* Reading passage *
Part of the Plan
Grief is a natural and necessary part of dealing with great changes and losses in life. It is an instinctual healing process that allows the body, mind and spirit to release a flood of emotions and reconnect with the world in a new and meaningful way.
There is no set schedule for how feelings should and will evolve. At Good Shepherd Hospice, we’ll stand beside you every step of the way, providing information and ongoing support.
We encourage you to contact a Good Shepherd Hospice chaplain whenever you need comfort or guidance.
Kansas City, MO
Oklahoma City, OK
San Antonio, TX
Ministering to Grief
Doug Manning’s career has included minister, counselor, business executive, author and publisher.
In 1979, he wrote his first best-selling book, Don’t Take My Grief Away From Me. In 1982 he began a new career devoting his time to writing, counseling, and leading seminars in the areas of grief and elder care. His publishing company, In-Sight Books, Inc., located in Oklahoma City, specializes in books, video and audio productions specifically designed to help face some of the toughest challenges in life.
The Care Community is Doug’s website offered free to the public by In-Sight Books, Inc. It is designed to be a resource of help and support in the areas of Grief and Elder Care.
In Grief Safe Place, you can read Doug’s blogs on grief in the categories of: The Mysteries of Grief, The Impact of Grief, The Questions of Grief, The Journey of Grief, The Challenges of Grief, The Role of Faith, Living Alone, and The Needs of Grief.
There is also a special blog for those who are fresh in their grief called Beginning the Journey.

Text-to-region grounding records
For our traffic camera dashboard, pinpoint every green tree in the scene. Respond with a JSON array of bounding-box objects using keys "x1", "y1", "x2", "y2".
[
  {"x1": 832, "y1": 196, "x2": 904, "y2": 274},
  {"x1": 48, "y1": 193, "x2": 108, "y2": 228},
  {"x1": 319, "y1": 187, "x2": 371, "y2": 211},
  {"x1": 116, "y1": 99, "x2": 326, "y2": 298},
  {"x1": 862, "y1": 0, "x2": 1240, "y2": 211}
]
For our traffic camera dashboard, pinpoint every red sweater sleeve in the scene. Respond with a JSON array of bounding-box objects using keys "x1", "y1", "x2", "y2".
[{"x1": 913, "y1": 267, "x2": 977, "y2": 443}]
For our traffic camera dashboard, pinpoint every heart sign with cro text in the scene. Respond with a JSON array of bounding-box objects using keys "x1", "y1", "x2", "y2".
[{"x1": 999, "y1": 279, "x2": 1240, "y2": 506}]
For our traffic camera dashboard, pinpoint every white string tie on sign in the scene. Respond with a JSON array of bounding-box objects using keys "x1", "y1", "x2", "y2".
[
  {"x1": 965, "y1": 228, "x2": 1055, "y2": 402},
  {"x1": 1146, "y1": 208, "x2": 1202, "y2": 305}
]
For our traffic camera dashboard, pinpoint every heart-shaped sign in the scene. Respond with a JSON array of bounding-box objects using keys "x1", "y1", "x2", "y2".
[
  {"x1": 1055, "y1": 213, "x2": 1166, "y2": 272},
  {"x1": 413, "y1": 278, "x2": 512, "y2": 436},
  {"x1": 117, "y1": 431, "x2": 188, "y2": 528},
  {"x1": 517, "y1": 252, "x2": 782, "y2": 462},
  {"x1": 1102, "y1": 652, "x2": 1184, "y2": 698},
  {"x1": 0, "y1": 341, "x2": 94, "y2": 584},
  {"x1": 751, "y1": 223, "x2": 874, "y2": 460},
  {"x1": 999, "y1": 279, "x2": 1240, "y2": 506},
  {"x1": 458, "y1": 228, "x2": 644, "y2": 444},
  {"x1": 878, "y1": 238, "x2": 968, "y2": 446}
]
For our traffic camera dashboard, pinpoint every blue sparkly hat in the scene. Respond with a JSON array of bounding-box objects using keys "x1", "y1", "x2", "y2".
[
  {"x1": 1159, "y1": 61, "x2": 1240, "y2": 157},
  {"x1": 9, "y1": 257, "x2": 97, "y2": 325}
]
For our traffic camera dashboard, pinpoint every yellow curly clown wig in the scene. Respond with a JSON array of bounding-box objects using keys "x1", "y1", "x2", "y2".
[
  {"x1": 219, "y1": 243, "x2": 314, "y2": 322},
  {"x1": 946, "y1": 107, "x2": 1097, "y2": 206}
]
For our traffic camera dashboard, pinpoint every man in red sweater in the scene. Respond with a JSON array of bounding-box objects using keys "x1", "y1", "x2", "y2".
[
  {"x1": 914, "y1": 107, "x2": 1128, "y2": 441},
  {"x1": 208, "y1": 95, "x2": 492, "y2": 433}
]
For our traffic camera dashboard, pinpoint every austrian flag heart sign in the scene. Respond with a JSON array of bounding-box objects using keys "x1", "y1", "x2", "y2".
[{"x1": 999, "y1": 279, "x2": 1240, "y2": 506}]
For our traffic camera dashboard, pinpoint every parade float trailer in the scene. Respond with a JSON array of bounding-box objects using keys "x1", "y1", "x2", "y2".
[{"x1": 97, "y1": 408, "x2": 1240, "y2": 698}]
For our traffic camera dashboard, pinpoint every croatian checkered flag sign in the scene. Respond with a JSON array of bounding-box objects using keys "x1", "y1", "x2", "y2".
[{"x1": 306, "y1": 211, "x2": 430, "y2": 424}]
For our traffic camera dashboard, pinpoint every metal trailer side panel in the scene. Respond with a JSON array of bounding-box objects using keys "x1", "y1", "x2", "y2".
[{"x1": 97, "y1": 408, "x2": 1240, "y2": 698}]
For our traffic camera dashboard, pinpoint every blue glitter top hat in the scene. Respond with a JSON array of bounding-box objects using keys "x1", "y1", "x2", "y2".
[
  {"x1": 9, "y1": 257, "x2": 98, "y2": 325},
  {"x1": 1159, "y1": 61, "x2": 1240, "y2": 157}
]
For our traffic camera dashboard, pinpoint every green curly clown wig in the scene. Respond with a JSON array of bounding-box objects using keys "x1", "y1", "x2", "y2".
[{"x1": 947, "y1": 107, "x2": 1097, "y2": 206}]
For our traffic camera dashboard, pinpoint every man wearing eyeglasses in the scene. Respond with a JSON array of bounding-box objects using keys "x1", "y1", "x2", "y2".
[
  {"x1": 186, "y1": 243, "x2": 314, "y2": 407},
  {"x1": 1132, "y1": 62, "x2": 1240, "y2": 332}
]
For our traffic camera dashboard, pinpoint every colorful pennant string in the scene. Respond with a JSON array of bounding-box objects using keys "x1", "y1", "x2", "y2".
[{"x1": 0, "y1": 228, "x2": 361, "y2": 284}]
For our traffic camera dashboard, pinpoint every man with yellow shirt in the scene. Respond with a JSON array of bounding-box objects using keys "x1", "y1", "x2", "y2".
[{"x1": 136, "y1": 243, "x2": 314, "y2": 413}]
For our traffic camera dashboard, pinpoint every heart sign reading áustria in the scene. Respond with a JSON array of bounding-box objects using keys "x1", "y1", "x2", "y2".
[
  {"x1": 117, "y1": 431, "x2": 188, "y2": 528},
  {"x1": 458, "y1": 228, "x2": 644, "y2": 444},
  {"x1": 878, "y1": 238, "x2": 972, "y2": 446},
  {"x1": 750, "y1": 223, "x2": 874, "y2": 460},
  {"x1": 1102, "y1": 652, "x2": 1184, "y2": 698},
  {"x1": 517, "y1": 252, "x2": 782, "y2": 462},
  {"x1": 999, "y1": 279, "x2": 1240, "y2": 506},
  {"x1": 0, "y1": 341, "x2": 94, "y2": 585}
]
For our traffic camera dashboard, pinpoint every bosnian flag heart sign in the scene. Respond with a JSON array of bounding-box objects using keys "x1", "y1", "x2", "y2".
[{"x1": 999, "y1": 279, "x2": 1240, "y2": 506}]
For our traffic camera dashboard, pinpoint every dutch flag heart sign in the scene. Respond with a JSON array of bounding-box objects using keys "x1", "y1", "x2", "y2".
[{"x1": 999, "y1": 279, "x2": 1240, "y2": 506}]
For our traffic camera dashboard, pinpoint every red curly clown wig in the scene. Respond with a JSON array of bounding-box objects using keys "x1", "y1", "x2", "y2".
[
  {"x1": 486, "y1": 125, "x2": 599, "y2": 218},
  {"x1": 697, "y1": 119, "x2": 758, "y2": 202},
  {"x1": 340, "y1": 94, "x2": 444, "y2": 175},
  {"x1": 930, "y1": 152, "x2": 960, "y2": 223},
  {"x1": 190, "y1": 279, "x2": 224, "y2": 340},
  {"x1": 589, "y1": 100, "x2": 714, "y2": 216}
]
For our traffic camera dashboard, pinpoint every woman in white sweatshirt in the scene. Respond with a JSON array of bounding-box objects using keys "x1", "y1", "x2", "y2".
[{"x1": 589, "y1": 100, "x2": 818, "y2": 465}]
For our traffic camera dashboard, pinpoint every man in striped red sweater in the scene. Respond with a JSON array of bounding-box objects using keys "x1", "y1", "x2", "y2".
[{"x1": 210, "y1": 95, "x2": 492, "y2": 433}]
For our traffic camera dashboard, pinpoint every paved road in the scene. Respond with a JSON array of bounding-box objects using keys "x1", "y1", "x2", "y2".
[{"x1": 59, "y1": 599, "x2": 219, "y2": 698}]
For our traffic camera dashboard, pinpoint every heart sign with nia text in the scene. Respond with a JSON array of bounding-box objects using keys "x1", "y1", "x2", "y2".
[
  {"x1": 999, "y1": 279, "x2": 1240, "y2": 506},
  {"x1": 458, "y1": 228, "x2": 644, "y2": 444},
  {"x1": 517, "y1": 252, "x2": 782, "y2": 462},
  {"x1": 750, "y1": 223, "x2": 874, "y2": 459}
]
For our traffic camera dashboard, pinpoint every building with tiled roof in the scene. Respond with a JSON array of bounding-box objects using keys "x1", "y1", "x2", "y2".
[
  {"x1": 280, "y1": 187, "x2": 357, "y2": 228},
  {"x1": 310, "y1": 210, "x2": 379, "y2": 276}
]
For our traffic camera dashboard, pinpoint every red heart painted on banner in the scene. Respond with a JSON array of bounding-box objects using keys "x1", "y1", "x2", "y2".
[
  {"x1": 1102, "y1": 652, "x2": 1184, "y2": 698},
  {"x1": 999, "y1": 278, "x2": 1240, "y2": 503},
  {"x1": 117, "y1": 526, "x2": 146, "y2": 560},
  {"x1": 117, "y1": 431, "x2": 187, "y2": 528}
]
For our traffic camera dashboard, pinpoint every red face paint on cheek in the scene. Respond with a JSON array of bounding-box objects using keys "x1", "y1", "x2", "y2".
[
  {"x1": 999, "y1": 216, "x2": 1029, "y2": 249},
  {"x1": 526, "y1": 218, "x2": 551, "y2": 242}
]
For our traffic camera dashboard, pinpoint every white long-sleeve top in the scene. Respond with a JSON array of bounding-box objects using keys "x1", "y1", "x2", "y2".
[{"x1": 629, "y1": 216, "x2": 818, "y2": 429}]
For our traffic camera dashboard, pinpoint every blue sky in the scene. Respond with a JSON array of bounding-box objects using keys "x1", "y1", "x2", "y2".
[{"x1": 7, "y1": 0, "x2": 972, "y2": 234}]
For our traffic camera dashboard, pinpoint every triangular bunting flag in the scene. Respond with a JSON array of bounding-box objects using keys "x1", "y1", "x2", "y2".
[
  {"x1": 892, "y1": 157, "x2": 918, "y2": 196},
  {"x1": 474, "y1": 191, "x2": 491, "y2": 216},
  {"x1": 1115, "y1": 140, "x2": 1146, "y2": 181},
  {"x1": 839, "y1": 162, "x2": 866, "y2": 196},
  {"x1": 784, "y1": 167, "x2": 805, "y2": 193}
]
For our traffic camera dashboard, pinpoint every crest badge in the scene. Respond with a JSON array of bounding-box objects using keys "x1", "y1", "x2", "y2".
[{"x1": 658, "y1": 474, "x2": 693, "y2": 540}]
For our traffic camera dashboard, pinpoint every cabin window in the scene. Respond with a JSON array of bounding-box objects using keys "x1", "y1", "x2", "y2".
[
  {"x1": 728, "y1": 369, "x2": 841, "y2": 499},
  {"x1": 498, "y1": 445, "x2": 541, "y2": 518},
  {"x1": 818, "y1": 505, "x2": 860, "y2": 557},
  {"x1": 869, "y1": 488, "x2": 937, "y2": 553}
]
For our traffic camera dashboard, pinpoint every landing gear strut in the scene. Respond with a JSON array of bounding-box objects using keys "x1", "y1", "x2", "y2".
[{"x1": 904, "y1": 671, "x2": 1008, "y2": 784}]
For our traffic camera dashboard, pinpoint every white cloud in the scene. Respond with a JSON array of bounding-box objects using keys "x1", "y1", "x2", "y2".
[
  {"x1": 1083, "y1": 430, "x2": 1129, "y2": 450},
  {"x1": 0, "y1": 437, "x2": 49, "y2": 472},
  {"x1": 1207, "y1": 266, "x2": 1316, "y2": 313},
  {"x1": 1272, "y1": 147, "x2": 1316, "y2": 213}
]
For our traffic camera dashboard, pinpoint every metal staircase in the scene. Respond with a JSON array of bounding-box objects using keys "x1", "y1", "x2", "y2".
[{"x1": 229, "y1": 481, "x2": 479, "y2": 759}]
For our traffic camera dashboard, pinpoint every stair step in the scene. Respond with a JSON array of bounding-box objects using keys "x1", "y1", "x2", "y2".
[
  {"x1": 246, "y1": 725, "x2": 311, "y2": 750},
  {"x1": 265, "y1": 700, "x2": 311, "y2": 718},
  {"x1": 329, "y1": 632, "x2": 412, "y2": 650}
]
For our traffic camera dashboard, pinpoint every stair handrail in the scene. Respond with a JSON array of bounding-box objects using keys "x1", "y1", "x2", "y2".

* Work task 1 *
In the hospice grief page, switch "instinctual" to "innate" and give the passage that begins at the words that has "Part of the" and stops after "and meaningful way.".
* Work task 2 *
Answer these questions from the hospice grief page:
(a) Which three cities are listed?
(b) In what year did Doug Manning write his first best-selling book, and what is its title?
(c) What is the name of the special blog for those who are fresh in their grief?
Rely only on the text for what comes next.

* Reply 1 *
Part of the Plan
Grief is a natural and necessary part of dealing with great changes and losses in life. It is an innate healing process that allows the body, mind and spirit to release a flood of emotions and reconnect with the world in a new and meaningful way.

* Reply 2 *
(a) Kansas City, MO; Oklahoma City, OK; and San Antonio, TX.
(b) 1979; Don't Take My Grief Away From Me.
(c) Beginning the Journey.